Set problem –
Copy the records below word for word, beginning at the line that contains "the grass lawn." and continuing through the end of the records.

-- Data to process start --

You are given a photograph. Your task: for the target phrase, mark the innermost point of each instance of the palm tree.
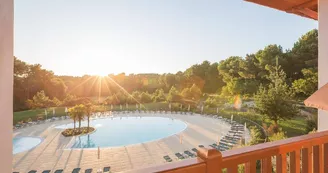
(73, 114)
(77, 113)
(88, 111)
(80, 109)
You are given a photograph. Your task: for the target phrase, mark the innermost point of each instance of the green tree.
(88, 112)
(145, 97)
(40, 100)
(159, 96)
(307, 85)
(77, 114)
(275, 101)
(173, 95)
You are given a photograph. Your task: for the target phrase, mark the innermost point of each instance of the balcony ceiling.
(305, 8)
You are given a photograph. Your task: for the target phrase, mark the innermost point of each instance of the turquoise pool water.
(122, 131)
(21, 144)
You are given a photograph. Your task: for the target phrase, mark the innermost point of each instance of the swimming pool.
(122, 131)
(21, 144)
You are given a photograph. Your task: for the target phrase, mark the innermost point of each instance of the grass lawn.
(294, 127)
(60, 111)
(33, 114)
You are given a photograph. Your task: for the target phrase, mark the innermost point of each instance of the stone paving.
(53, 152)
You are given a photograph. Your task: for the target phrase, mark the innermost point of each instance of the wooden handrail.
(196, 164)
(308, 153)
(309, 147)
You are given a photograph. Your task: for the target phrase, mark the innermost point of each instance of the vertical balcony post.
(323, 57)
(6, 83)
(212, 158)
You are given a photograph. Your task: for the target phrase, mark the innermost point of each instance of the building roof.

-- Data to process end --

Task response –
You are given a photograph. Your task: for the target phrase, mark the innermost point of each instance of the grass lawn.
(294, 127)
(60, 111)
(33, 114)
You are given a photograph. Your task: for the target phrase, mark the innermost point of each instance of the stone paving.
(53, 152)
You are given a photograph. Your task: for the target phrase, mark the innermost point of each instance of the wooden handrail.
(196, 164)
(308, 153)
(309, 147)
You are given a photograph. Your task: for the target phrase, mark the innermost point of each instance of the vertical balcony post.
(323, 57)
(6, 83)
(212, 158)
You are given a photograph. Your task: for the target phrase, mark the innermost point of each instance of the building roof.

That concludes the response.